** Start of ROWS **

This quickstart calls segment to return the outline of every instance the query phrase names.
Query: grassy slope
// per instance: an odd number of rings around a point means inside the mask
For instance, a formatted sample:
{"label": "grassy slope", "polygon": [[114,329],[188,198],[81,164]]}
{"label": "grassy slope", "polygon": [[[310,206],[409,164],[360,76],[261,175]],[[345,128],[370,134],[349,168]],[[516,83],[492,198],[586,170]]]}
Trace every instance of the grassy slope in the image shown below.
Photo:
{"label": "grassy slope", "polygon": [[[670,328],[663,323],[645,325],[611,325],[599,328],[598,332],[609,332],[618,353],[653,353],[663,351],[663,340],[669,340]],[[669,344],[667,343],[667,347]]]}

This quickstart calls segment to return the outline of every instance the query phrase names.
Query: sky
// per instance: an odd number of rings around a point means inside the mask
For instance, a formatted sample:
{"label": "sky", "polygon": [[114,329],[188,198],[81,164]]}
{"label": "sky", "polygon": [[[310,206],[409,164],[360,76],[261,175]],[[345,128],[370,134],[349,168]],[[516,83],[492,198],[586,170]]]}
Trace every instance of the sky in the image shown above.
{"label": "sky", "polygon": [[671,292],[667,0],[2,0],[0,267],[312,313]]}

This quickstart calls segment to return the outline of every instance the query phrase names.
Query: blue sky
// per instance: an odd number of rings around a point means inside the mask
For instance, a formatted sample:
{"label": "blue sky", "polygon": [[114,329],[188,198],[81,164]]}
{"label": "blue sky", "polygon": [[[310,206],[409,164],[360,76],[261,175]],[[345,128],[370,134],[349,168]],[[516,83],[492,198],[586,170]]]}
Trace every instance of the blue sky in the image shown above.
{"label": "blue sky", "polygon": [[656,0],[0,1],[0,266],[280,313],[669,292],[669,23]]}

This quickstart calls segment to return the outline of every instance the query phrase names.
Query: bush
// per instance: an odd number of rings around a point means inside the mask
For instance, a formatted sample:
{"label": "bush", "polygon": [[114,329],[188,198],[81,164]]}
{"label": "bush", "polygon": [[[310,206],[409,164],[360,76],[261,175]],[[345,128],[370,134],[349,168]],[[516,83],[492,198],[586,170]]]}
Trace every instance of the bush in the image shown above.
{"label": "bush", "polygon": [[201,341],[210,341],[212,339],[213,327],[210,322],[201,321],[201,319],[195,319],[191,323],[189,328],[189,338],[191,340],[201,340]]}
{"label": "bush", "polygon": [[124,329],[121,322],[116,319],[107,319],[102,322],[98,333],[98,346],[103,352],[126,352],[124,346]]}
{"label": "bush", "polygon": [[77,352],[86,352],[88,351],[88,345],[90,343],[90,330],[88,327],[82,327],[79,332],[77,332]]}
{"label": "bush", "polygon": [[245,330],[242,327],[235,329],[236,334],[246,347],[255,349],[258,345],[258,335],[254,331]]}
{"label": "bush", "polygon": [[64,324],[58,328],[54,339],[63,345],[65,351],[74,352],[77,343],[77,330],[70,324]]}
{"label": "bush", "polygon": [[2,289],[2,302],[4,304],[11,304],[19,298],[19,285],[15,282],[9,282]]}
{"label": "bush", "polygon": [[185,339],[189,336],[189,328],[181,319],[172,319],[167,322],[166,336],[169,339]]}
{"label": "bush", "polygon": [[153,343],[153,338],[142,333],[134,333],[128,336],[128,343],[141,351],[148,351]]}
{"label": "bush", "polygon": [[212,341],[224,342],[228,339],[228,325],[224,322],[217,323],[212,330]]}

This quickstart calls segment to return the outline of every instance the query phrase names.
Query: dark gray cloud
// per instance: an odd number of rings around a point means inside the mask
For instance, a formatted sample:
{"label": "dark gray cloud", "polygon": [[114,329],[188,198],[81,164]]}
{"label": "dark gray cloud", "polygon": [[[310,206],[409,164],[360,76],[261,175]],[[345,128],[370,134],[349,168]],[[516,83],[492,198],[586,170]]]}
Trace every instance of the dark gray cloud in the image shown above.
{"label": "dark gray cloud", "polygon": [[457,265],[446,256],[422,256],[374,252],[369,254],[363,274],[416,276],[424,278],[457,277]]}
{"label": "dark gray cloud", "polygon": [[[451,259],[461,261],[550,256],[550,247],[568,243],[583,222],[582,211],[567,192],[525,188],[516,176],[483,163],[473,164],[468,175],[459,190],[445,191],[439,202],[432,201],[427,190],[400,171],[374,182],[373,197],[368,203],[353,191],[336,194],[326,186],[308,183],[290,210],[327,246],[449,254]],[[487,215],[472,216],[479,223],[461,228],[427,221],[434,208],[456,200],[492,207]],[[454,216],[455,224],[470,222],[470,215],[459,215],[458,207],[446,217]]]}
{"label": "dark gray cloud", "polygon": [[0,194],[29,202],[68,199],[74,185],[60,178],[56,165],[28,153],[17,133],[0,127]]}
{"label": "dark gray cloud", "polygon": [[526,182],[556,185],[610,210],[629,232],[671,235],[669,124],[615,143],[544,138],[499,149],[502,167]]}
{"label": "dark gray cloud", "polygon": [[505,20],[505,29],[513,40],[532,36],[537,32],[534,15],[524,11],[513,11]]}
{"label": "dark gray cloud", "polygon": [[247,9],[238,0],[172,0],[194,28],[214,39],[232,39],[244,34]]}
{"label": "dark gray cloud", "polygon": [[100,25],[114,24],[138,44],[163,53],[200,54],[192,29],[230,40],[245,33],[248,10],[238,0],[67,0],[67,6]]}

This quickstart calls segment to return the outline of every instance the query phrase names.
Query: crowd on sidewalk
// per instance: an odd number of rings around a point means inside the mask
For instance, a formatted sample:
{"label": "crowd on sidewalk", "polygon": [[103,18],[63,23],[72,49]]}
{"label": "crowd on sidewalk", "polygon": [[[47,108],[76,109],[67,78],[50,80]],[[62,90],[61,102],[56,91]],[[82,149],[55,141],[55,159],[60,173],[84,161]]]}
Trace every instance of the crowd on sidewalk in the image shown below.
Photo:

** End of ROWS **

Please show every line of the items above that contains the word "slope", with case counting.

■ **CORRECT ANSWER**
Query: grassy slope
{"label": "grassy slope", "polygon": [[114,329],[188,198],[81,164]]}
{"label": "grassy slope", "polygon": [[[310,206],[409,164],[360,76],[261,175]],[[345,128],[370,134],[349,168]],[[516,83],[492,198],[586,170]]]}
Trace every instance of the grassy slope in the image shown below.
{"label": "grassy slope", "polygon": [[[670,328],[663,323],[645,325],[611,325],[599,328],[598,332],[609,332],[618,353],[653,353],[663,351],[663,340],[669,340]],[[669,344],[667,343],[667,347]]]}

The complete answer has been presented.